TASK REQUIREMENTS
From the excerpt on the capias motion below, list every person, group, or office that it mentions as taking part in this particular matter, leaving out the general roles in the description of when show cause orders are issued.

----- PAGE -----

B. Inquiries of Clerk's Office CT Page 6663
The Committee argues that the word "it" in Attorney Norley's inquiries of the clerk's office ("when is it going to be done") refers to the ex parte issuance of a capias. However, "it" could also refer to the special assignment of a hearing on the capias motion. Without more, Attorney Robertson's testimony about Attorney Norley's inquires is ambiguous and consistent with each of two inconsistent inferences. Accordingly, it does not make either of those inferences more probable than the other, and it is not probative of the inference that the plaintiffs had a reasonable anticipation that the court would act on the capias motion on an ex parte basis. Therefore, the Committee could not reply on that testimony.
C. Draft Show Cause Order
The Committee argues that if Attorney Robertson believed both that the capias motion would not be assigned on a short calendar and also that the court would not act on it on an ex parte basis, he would have directed Attorney Norley to include a form of a show cause order with it. Ergo, according to the Committee, because no form of a show cause order accompanied the capias motion, it should be inferred that Attorney Robertson expected ex parte action on the capias motion.
Show cause orders are generally issued in the following situations:
1) When an ex parte order is issued, in order to provide to the subject of the order an early hearing at which a request to vacate or modify the order can be heard; and,2) When immediate relief is requested, but an ex parte order is not granted, in order to provide to the applicant an early hearing.

----- PROVIDED MATERIAL -----

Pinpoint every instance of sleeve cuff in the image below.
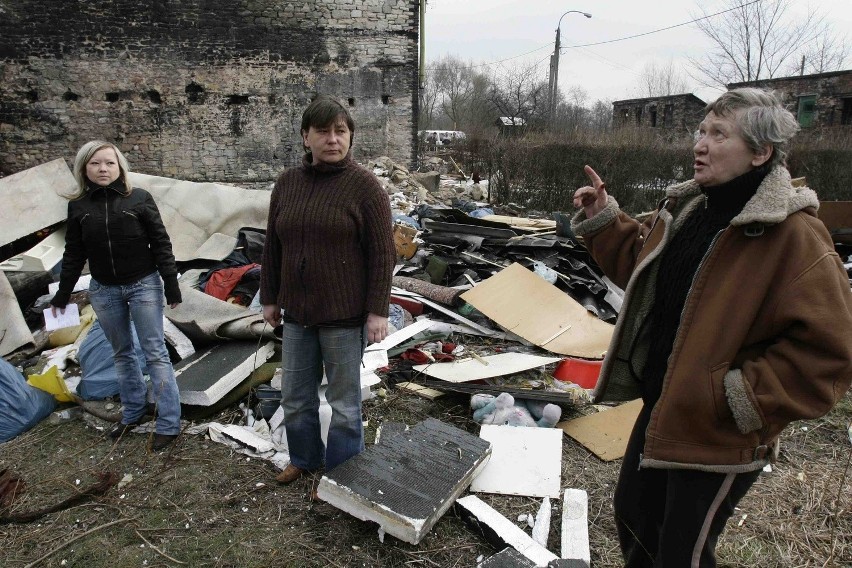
[725,369,763,434]
[50,290,71,308]
[571,195,620,237]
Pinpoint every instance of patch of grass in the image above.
[0,388,852,568]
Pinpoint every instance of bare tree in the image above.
[636,59,689,97]
[787,33,849,75]
[489,63,548,127]
[418,68,438,130]
[589,100,612,132]
[691,0,844,87]
[435,55,473,130]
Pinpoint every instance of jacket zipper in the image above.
[104,194,118,278]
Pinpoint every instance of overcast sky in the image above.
[426,0,852,105]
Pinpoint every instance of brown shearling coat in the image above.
[573,166,852,472]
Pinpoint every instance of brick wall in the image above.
[728,70,852,128]
[612,94,706,134]
[0,0,418,183]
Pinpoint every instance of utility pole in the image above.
[550,27,560,120]
[548,10,592,120]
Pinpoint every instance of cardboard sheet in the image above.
[556,398,642,461]
[0,271,34,356]
[413,353,559,383]
[461,263,613,359]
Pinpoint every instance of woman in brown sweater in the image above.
[260,96,396,483]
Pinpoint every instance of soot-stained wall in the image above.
[0,0,418,183]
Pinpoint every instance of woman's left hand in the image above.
[367,313,388,343]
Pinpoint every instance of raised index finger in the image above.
[583,166,604,189]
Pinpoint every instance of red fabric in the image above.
[204,263,260,300]
[400,347,431,365]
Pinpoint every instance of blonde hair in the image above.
[704,87,799,166]
[70,140,133,199]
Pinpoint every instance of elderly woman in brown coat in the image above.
[572,89,852,568]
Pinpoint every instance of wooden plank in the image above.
[456,495,558,566]
[560,489,592,567]
[396,381,445,400]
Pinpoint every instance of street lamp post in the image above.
[550,10,592,119]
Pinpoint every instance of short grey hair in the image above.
[704,87,799,167]
[71,140,132,199]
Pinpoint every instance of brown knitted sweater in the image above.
[260,153,396,325]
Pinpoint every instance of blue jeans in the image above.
[281,322,366,470]
[89,272,180,434]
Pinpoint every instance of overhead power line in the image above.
[426,0,761,71]
[561,0,761,49]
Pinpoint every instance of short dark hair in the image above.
[302,95,355,139]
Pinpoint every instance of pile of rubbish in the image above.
[0,158,622,562]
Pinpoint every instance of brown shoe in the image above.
[275,464,308,485]
[151,434,178,452]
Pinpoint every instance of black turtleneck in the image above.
[642,168,769,406]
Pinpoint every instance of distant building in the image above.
[728,69,852,128]
[612,93,707,133]
[494,116,527,136]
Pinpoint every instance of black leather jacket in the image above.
[50,183,181,308]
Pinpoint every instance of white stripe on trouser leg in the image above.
[690,473,737,568]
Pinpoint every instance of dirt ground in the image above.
[0,372,852,568]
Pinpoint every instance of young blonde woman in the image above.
[50,140,181,451]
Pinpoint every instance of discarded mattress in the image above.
[165,269,274,343]
[175,340,275,406]
[0,359,56,442]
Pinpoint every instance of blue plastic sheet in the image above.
[77,320,148,400]
[0,359,56,442]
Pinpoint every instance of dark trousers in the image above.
[613,405,760,568]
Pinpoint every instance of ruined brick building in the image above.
[728,69,852,129]
[0,0,419,184]
[612,93,707,138]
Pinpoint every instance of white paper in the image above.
[44,304,80,331]
[47,274,92,296]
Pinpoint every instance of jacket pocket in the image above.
[119,209,145,239]
[710,362,733,422]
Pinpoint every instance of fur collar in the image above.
[666,166,819,226]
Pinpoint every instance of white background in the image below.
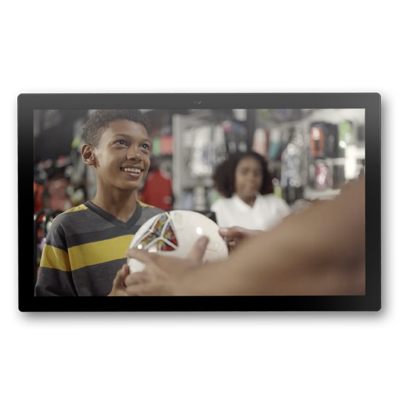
[0,0,400,400]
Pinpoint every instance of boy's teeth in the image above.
[124,168,140,174]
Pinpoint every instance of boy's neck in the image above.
[91,192,136,222]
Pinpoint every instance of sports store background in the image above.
[34,109,365,266]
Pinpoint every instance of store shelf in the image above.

-----

WRITTEN ANSWER
- The Committee
- Attorney Norley
- Attorney Robertson
- The clerk's office
- The court
- The plaintiffs